◆ Activity
From the line that holds "Identify each instance of the chimpanzee's ear" to the end of the records, reproduce every line exactly. No pictures.

◆ Given data
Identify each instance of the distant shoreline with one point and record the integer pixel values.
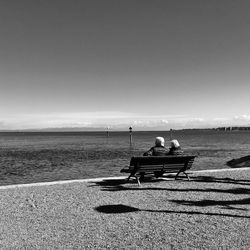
(60, 130)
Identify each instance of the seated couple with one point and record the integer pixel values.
(160, 150)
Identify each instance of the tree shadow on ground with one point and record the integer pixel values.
(120, 208)
(220, 180)
(115, 185)
(206, 203)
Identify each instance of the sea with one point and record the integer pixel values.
(27, 157)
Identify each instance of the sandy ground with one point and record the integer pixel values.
(209, 212)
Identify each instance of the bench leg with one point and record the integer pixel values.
(178, 174)
(182, 172)
(129, 177)
(186, 175)
(138, 180)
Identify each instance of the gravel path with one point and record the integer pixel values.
(209, 212)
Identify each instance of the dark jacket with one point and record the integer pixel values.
(157, 151)
(175, 151)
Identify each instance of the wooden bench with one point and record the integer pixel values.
(158, 165)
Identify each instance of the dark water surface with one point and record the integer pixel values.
(27, 157)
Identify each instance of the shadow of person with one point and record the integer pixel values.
(115, 209)
(120, 208)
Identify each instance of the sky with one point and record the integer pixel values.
(118, 63)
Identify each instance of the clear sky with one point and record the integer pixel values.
(168, 63)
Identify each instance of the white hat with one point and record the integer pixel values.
(159, 141)
(175, 144)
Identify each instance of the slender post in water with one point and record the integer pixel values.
(107, 131)
(130, 136)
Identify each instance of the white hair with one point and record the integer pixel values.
(175, 144)
(159, 141)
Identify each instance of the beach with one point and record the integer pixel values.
(209, 212)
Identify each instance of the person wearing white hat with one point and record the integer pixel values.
(175, 148)
(159, 149)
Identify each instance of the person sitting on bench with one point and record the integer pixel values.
(159, 149)
(175, 148)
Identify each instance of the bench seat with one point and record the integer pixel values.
(158, 165)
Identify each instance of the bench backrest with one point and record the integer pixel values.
(166, 163)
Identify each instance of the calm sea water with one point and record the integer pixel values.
(27, 157)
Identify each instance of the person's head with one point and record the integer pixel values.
(159, 141)
(174, 144)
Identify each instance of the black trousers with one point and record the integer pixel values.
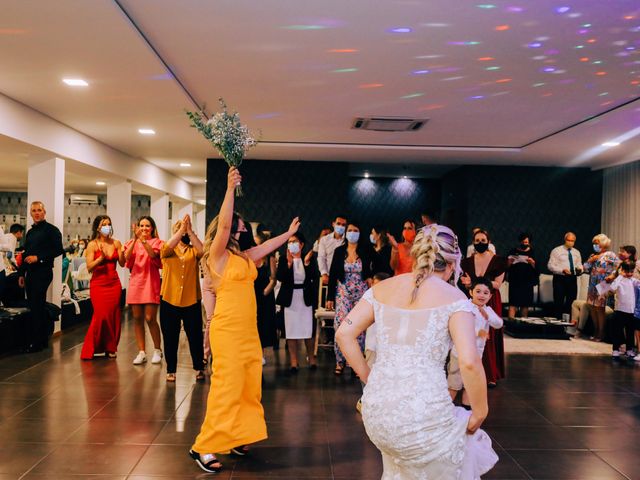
(622, 330)
(565, 291)
(171, 318)
(37, 328)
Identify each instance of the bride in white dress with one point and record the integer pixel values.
(406, 407)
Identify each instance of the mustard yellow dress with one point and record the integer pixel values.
(234, 413)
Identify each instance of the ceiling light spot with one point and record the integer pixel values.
(75, 82)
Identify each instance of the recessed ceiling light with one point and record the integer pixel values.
(75, 82)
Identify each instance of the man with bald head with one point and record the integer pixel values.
(43, 243)
(566, 264)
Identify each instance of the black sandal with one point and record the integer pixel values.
(206, 462)
(241, 451)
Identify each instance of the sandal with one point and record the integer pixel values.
(207, 462)
(242, 450)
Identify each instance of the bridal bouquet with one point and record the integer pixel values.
(225, 132)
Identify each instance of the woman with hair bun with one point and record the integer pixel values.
(600, 265)
(406, 408)
(103, 254)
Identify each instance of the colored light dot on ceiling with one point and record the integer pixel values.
(304, 27)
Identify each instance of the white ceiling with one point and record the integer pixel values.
(299, 72)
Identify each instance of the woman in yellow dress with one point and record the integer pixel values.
(235, 417)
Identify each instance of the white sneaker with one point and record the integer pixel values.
(157, 356)
(140, 359)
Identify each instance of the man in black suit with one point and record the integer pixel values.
(43, 243)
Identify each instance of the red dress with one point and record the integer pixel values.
(493, 355)
(105, 292)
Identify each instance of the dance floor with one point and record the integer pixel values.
(556, 417)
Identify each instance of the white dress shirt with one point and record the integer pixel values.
(625, 293)
(471, 249)
(326, 247)
(559, 260)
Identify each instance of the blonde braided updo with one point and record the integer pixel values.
(434, 247)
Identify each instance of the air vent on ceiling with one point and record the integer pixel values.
(389, 124)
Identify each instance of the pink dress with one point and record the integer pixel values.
(144, 282)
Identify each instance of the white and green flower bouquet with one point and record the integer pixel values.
(228, 136)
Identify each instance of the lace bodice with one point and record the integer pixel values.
(406, 407)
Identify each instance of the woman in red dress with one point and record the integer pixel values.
(103, 253)
(484, 263)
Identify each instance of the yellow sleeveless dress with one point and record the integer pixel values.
(234, 413)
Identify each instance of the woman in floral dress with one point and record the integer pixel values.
(602, 263)
(349, 277)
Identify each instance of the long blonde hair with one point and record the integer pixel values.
(434, 247)
(232, 245)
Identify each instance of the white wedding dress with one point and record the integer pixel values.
(406, 407)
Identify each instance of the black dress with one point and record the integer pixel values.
(522, 278)
(266, 306)
(381, 260)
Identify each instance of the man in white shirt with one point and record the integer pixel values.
(328, 244)
(565, 263)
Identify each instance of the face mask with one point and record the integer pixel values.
(353, 237)
(294, 248)
(409, 235)
(481, 247)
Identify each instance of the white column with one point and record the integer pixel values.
(119, 209)
(160, 214)
(201, 223)
(46, 185)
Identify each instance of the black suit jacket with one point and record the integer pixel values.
(284, 274)
(336, 273)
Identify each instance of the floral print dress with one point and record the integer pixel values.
(598, 270)
(348, 293)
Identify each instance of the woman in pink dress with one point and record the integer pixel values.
(103, 253)
(142, 258)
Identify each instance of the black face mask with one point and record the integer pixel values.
(246, 241)
(481, 247)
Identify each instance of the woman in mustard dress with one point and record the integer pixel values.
(235, 417)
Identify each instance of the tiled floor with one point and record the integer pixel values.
(556, 417)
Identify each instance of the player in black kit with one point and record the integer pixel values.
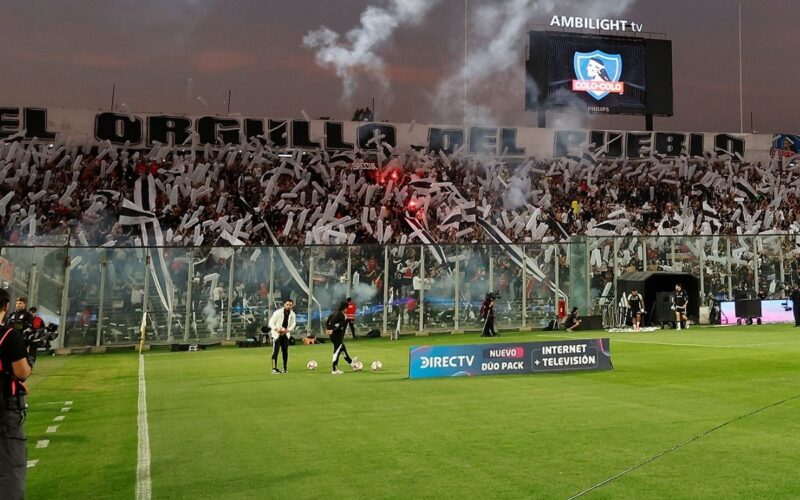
(636, 305)
(680, 304)
(335, 327)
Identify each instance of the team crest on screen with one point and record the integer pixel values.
(597, 73)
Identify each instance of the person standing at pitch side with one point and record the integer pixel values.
(636, 305)
(350, 316)
(680, 304)
(335, 327)
(282, 325)
(487, 313)
(14, 369)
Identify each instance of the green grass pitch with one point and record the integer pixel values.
(222, 427)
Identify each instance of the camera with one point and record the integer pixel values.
(36, 338)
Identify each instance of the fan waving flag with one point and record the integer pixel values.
(141, 212)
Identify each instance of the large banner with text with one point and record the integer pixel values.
(509, 358)
(147, 130)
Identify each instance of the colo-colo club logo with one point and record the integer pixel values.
(598, 73)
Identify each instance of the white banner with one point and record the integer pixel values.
(143, 130)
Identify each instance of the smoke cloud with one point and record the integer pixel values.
(357, 52)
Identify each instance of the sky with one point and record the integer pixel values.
(183, 56)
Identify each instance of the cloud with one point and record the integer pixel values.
(100, 61)
(220, 61)
(357, 52)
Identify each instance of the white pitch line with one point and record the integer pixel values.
(143, 484)
(701, 345)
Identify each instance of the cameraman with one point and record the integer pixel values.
(14, 369)
(487, 313)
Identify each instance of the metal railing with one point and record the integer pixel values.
(98, 295)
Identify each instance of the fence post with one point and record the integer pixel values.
(385, 289)
(189, 282)
(271, 300)
(33, 285)
(643, 253)
(456, 293)
(755, 264)
(524, 286)
(728, 267)
(781, 269)
(491, 269)
(349, 273)
(310, 290)
(616, 270)
(702, 271)
(101, 306)
(62, 327)
(231, 271)
(146, 294)
(421, 304)
(557, 280)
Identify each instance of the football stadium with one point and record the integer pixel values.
(398, 249)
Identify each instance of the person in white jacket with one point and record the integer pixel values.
(281, 324)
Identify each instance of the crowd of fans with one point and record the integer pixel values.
(256, 196)
(75, 192)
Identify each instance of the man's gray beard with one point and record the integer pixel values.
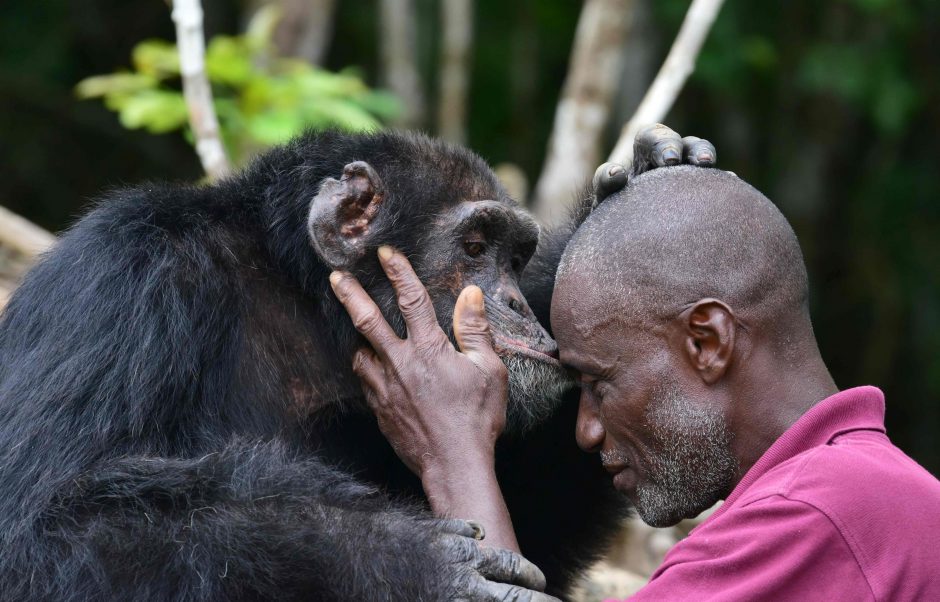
(535, 391)
(691, 465)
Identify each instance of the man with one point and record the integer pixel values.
(681, 306)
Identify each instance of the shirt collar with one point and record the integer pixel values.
(860, 408)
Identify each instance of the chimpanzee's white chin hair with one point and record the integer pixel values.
(535, 391)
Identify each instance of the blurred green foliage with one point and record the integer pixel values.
(830, 108)
(261, 99)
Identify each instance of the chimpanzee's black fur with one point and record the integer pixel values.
(178, 419)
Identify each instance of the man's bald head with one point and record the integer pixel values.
(681, 234)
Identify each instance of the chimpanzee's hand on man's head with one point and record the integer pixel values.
(654, 146)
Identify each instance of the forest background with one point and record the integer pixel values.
(830, 108)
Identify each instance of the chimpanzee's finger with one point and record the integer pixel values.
(490, 591)
(368, 368)
(696, 151)
(507, 566)
(656, 146)
(464, 528)
(413, 299)
(608, 179)
(365, 313)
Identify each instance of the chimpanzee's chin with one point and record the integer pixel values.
(535, 391)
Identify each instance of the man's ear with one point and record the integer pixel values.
(341, 215)
(708, 329)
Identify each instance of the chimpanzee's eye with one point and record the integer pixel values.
(473, 248)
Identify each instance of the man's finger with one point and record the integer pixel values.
(507, 566)
(491, 591)
(696, 151)
(471, 328)
(368, 367)
(365, 313)
(413, 299)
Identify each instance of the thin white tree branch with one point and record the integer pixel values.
(187, 15)
(584, 108)
(399, 59)
(22, 235)
(456, 41)
(678, 66)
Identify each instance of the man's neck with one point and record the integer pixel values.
(771, 402)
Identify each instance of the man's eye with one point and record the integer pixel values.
(474, 248)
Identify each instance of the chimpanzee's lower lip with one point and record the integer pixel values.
(504, 345)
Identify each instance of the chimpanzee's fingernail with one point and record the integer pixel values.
(671, 156)
(479, 533)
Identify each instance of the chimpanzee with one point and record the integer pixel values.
(178, 415)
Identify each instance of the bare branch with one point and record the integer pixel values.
(676, 69)
(574, 148)
(456, 41)
(187, 15)
(399, 59)
(22, 235)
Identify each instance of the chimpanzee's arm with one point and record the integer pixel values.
(655, 146)
(249, 522)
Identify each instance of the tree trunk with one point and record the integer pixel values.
(457, 38)
(574, 148)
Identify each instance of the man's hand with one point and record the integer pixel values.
(440, 408)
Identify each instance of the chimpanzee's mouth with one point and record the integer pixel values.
(505, 345)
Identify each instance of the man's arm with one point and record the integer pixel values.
(770, 549)
(451, 446)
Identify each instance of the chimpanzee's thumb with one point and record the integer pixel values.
(471, 328)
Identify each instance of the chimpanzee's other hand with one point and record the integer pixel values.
(654, 146)
(485, 574)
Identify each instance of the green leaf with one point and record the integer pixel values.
(158, 58)
(260, 30)
(158, 111)
(274, 127)
(228, 61)
(115, 83)
(385, 105)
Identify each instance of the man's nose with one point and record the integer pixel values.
(589, 432)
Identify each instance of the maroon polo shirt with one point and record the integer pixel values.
(832, 511)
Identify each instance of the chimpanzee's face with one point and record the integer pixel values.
(473, 236)
(488, 243)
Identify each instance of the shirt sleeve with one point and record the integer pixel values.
(771, 549)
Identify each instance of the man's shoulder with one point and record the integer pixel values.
(884, 505)
(857, 472)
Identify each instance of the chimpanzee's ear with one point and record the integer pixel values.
(342, 213)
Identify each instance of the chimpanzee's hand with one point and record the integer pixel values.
(485, 574)
(654, 146)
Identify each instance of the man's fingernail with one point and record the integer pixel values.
(476, 298)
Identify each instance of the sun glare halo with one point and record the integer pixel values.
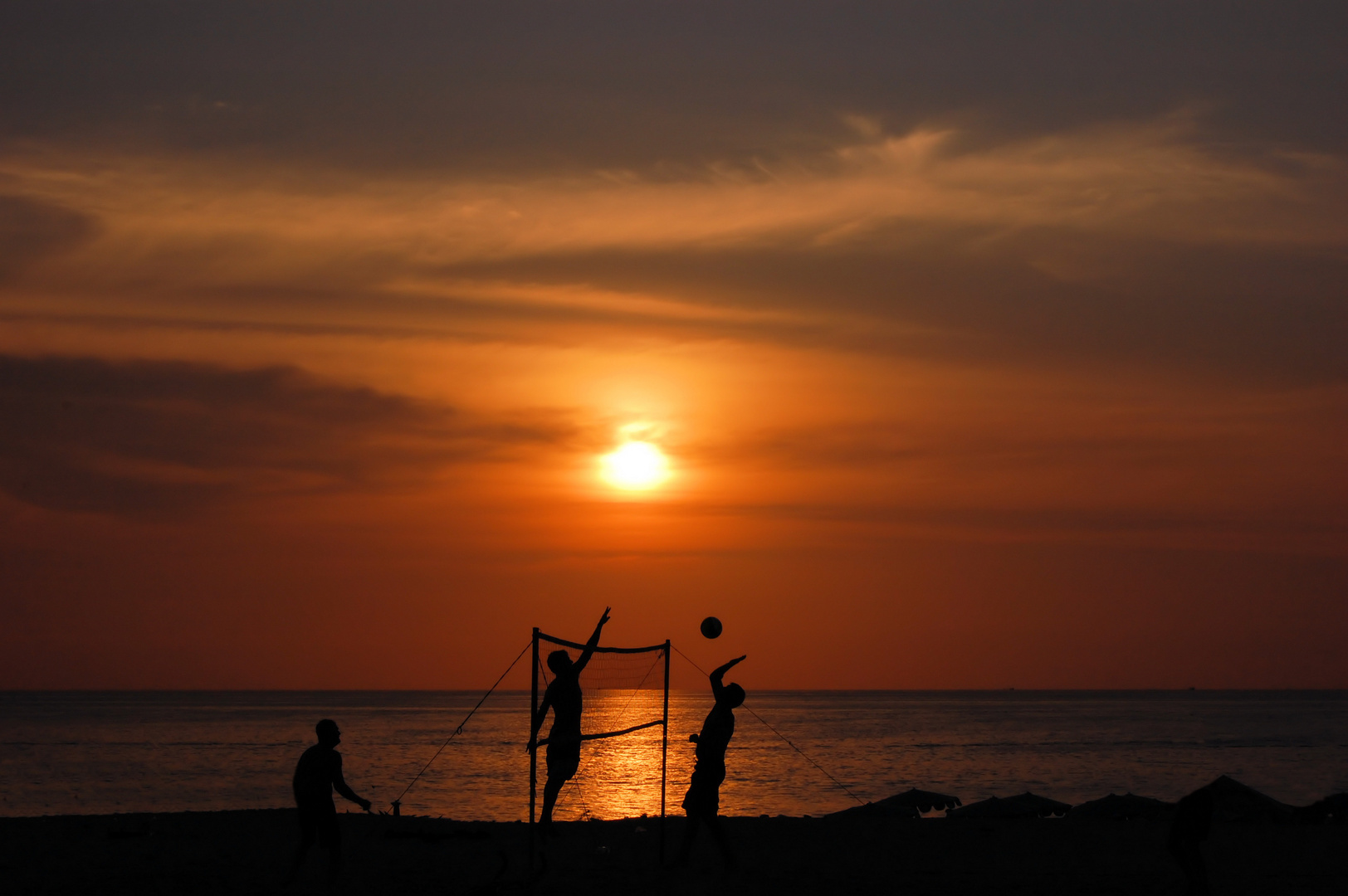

◆ Exercise response
Identify each instance of the chimpanzee's ear with one point and record the integer pixel values.
(342, 213)
Identify each instance of the chimpanzee's hand with one point and record the integer pixel values.
(485, 574)
(654, 146)
Identify each instance of the man's fingernail with one point and record the integer pixel values.
(476, 298)
Identify each instance of the sun glare halo with one point and record the integer pixel values.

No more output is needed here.